CONSIGNES DE TRAVAIL:
a) Dans l'extrait retenu, à quelle date le Conseil d'État a-t-il rendu la décision relative à l'abus de droit qui y est commentée ?
b) Relevez toutes les institutions désignées par leur nom dans l'article sur l'abus de droit en 2013.
c) Prolongez le bilan de l'abus de droit en 2013 après sa dernière phrase.

EXTRAIT RETENU:
....

Abus de droit : bilan de l’année 2013
Le contentieux de l’abus de droit n’est pas statistiquement considérable, mais la crainte de son déclenchement n’en est pas moins omniprésente dans la pratique. D’où l’utilité d’un bilan annuel des enseignements à retirer de la jurisprudence et des avis du Comité de l’abus de droit fiscal.
Qu’est-ce que l’abus de droit ? On ne le sait plus trop. C’est sans doute le premier constat qui ressort de l’observation de la jurisprudence et des avis successifs rendus par le Comité de l’abus de droit fiscal (CADF). Constat à méditer, à l’heure où le législateur entend, au mépris des principes fondamentaux de la matière pénale, renforcer encore le flou du concept. Nous verrons, à l’heure où cet article sera publié, si le Conseil constitutionnel s’est laissé… abuser.
La jurisprudence récente du Conseil d’État démontre en tout cas qu’il n’est nul besoin d’une réforme législative pour voir évoluer le concept. En témoigne une décision du 17 juillet 2013(1) par laquelle le Conseil d’État a estimé que constituait un abus de droit le fait pour une société cessionnaire de faire remonter sous forme de dividendes exonérés, en application du régime mère-fille, le produit de la cession, par la société rachetée, de la vente de ses actifs suite à la cessation de son activité, au motif que ces opérations contreviennent aux objectifs du législateur et poursuivent un but exclusivement fiscal.
On retiendra surtout de cette décision la transition subreptice qui s’opère d’ores et déjà du but exclusivement fiscal vers le but « principalement fiscal » qu’appellent de leurs vœux les parlementaires. Pour casser l’arrêt d’appel qui avait écarté l’abus de droit en relevant que l’existence d’un gain de trésorerie démontrait le caractère non exclusivement fiscal du but poursuivi, le Conseil énonce en effet que « ce gain de trésorerie était négligeable et sans commune mesure avec l’avantage fiscal retiré de ces opérations ».

....

ENREGISTREMENTS FOURNIS:
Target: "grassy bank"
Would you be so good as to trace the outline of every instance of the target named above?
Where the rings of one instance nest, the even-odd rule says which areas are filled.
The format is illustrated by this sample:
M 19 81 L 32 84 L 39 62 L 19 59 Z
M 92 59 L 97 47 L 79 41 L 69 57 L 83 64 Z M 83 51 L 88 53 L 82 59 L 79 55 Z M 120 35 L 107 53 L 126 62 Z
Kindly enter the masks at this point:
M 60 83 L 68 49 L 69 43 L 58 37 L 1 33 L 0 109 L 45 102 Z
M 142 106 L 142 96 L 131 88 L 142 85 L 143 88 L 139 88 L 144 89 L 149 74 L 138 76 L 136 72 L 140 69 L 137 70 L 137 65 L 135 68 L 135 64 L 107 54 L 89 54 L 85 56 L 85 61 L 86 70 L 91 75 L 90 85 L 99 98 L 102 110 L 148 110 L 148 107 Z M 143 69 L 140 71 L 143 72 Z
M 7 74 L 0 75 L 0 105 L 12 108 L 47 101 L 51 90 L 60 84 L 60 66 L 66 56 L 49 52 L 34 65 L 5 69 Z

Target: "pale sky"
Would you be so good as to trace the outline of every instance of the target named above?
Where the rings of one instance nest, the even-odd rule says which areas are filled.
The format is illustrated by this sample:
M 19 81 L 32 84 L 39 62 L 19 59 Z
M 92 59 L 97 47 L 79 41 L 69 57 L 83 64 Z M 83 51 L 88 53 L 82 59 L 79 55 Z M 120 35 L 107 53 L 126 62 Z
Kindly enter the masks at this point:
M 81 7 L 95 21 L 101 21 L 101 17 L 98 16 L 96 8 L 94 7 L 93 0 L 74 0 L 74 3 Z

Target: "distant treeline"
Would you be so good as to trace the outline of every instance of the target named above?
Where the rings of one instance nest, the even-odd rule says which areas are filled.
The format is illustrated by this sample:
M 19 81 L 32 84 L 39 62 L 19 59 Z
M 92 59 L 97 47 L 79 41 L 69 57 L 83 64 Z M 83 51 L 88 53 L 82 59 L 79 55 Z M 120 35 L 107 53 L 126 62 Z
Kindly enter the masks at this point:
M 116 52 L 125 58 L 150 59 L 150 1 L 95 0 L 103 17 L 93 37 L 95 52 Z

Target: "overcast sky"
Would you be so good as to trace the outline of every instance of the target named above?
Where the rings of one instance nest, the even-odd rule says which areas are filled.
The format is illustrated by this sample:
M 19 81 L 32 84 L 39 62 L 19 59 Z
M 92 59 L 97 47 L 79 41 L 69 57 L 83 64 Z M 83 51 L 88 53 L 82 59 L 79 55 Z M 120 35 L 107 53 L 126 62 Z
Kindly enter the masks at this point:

....

RÉPONSES PAR TÂCHE:
a) Le 17 juillet 2013.

b)
- Le Comité de l'abus de droit fiscal (CADF)
- Le Conseil constitutionnel
- Le Conseil d'État

c)
On ne sait, dans ce contexte, si l’analyse du président Fouquet(2), selon laquelle la réforme de l’abus de droit ne servirait à rien puisqu’elle consisterait à obliger le Conseil d’État à faire ce qu’il fait déjà , présente un caractère plus rassurant qu’inquiétant. Il n’en reste pas moins que la réforme aurait, à notre sens, un impact bien réel sur le contenu de l’abus de droit. La pesée des motivations n’est pas la même selon qu’elle vise à distinguer entre le « principal » du « secondaire », ou entre le « quasi-exclusif » et le « négligeable ».
Mais passons à l’examen de l’application du concept en examinant, d’une part, le devenir du feuilleton jurisprudentiel relatif à l’apport-cession et, d’autre part, les autres faits marquants de l’année en matière d’abus de droit.
A – Le feuilleton de l’apport-cession
La jurisprudence relative au droit (ou plutôt à l’absence de droit) antérieur à l’adoption de l’article 150-0 B ter du CGI continue de préciser par petites touches le contenu de l’abus du report ou du sursis pour les opérations non encore soumises au nouveau régime. C’est ainsi que, par une décision du 22 février 2013(3), le Conseil d’État a considéré qu’un apport-cession non suivi du réinvestissement du produit de la cession n’était pas abusif dès lors que cette absence de réinvestissement était justifiée. On retiendra de cette affaire que la justification de l’absence de réinvestissement est étroitement dépendante des circonstances de chaque espèce. Le Comité de l’abus de droit fiscal ne raisonne pas autrement(4).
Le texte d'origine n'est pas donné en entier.